**Source document:**
⟨

Dry brushing and glazing The Beast.
Our furniture supplier is a frequent visitor to France and has been trading for over 25 years, he often brings us back glorious gems from the land of garlic and lavender, this piece, however, wasn’t one of them. When it arrived it was dark, ugly and large, it’s a heavily carved oak and did I mention it was dark?
The creative process.
Now I’m gonna let you in on a secret, a trade secret, a massive secret. A secret so secret that all pro furniture finishers up and down the land will be mad that I am divulging this precious info! Right, are you ready? Once we get the pieces in and they are put in the workshop they sit there and we stare at them ….alot! Ha, I’d like to tell you I’m joking but it’s true! Now the reason we stare at them is… we are waiting for them to talk to us, they tell us what colour they would look best in, or if they should be stripped or ….you get the picture right?….. what’s that you say? we are all mad! I know it sounds more than a little strange but it’s true. Can I get an Amen from my fellow Fusionista sister’s?
So I stared and stared and it said nothing! I showed it to customers, I trawled Pinterest, Google you name it! I eventually asked our Fusion stockists in the U.K for some help and one of the talented furniture painter Rebecca suggested a glazed look. I knew I didn’t want a block colour, it’s too big but a glaze and dry brush might work! So I choose Little Lamb from Fusion’s Tones for Tots range and got started!
Now I know we have been lead to believe its a dirty word, but trust me on this ( I’m a Pro ) your paint finish is only as good as the surface you are putting it on. Now before you turn the computer off and walk out the door hear me out! Prepping your piece needn’t be the end of the world, each piece you work will need different levels of prep. The Beast was shiny so I knew it needed some prep for the paint finish to be durable, I started with a good cleaning I used soap and warm water and when it was dry, lightly sanded the flat areas using our fabulous Sandi Hands sanding glove now because of all the intricate carvings I wouldn’t be able to sand in those areas I used Fusion’s Ultra Grip. To find out more about Ultra Grip click here
I sprayed the entire cabinet with the Ultra grip to save time and guarantee a nice even thin coat, I let it dry over night and sprayed one coat of the Little Lamb, the coverage was excellent and because I knew I would be black glazing it, a second coat was unnecessary.The glaze was made using Fusion’s clear glaze and some Coal black to tint it. This was left again overnight and I decided I would spray the glaze on it as well! I have never sprayed a glaze before but as the detail on it was vast I thought it would be easier to spray into the nooks and crannies than to scrub the brush into all those areas and I was right! it worked a treat and I will definitely use this method again.

⟩

**Material shown:**
⟨

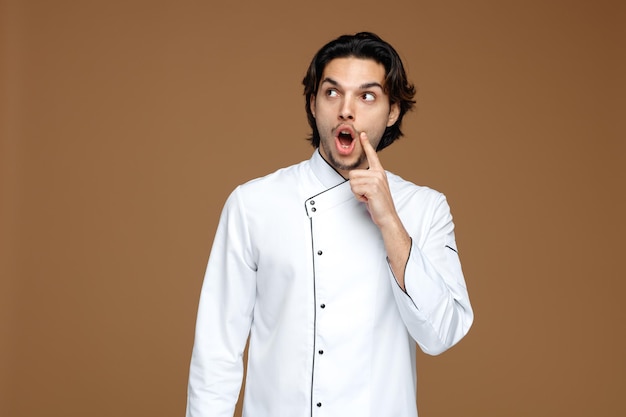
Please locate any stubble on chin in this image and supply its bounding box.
[321,142,366,171]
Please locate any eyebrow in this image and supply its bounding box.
[320,77,384,90]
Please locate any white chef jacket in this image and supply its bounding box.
[187,150,473,417]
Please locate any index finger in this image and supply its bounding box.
[359,132,383,171]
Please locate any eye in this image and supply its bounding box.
[362,93,376,101]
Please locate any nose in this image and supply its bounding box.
[339,97,354,120]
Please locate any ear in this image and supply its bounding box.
[387,103,400,127]
[309,94,315,117]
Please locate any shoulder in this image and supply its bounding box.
[387,171,446,204]
[232,161,309,203]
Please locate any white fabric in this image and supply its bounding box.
[187,151,473,417]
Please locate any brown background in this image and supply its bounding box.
[0,0,626,417]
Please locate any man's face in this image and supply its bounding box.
[310,57,399,178]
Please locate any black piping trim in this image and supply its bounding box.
[309,217,317,417]
[446,245,459,254]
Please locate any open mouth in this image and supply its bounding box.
[335,126,355,154]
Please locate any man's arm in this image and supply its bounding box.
[349,133,411,290]
[186,190,256,417]
[350,133,474,355]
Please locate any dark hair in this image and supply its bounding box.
[302,32,415,151]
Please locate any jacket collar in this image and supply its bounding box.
[310,148,347,188]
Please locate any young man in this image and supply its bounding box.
[187,33,473,417]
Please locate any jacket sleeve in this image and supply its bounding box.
[390,194,474,355]
[186,188,256,417]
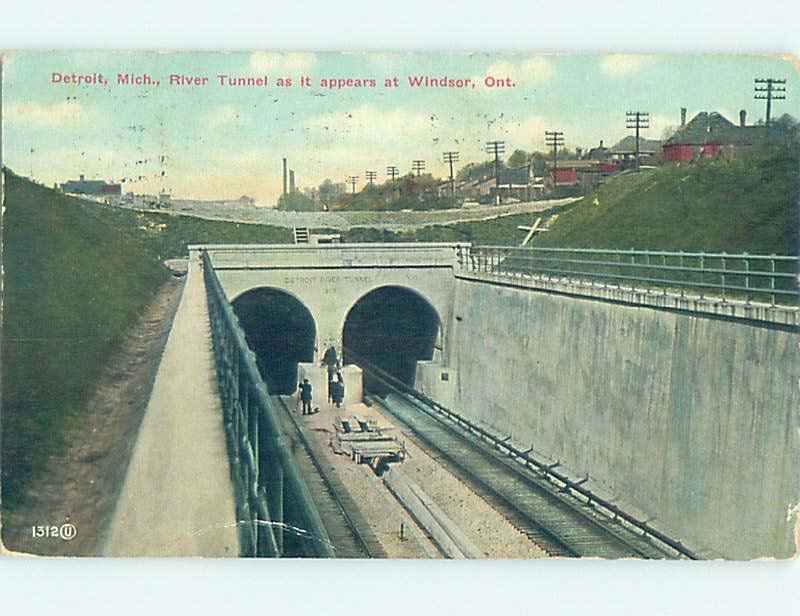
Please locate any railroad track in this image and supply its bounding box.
[350,354,691,559]
[272,396,387,558]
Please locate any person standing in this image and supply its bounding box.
[322,346,339,402]
[300,379,311,415]
[333,372,344,409]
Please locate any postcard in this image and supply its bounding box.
[0,51,800,560]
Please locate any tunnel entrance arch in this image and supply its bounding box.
[342,286,442,394]
[232,287,317,394]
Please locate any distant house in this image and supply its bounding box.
[61,174,122,197]
[456,165,534,203]
[547,159,620,189]
[663,110,768,163]
[608,135,661,167]
[400,176,422,197]
[586,139,610,160]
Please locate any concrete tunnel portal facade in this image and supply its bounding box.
[232,285,442,394]
[209,244,455,402]
[195,245,800,559]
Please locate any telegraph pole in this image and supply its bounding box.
[486,141,506,188]
[544,130,564,190]
[442,152,458,197]
[753,77,786,125]
[625,111,650,173]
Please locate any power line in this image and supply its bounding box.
[625,111,650,172]
[442,151,458,197]
[544,130,564,189]
[753,77,786,124]
[486,141,506,191]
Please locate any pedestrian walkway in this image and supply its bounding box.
[102,252,239,556]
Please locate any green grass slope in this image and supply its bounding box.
[534,149,800,255]
[0,171,291,508]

⟩

Pick up the post on dry brushing and glazing The Beast after its last sentence and carry it on in the same voice.

I Instagram storied ( Is that a word?) this entire process, if you are on Instagram pop over and check our stories out, you get the inside scoop of the day to day in the workshop. We also did a Facebook LIVE in the Facebook group How to Paint Like A PRO you can see that here.
When the glaze was dry I got to work dry brushing Fusion’s Raw Silk over the entire carved areas and even used the very dry brush to lightly go over the flat surfaces to blend the whole piece together. I’m pleased with the results and think it works so well because of the balance of the mid-toned grey the dark black glaze and the light colour of the Raw Silk. It reminded me of makeup, when you contour and highlight, it’s essentially the same thing, the dark colour was used to deepen, draw back, and the light colour to highlight the prominent areas so to bring them forward. All these beauty shots taken by our fab friends Gemma Fox .
So what do you think? Leave a comment and let me know.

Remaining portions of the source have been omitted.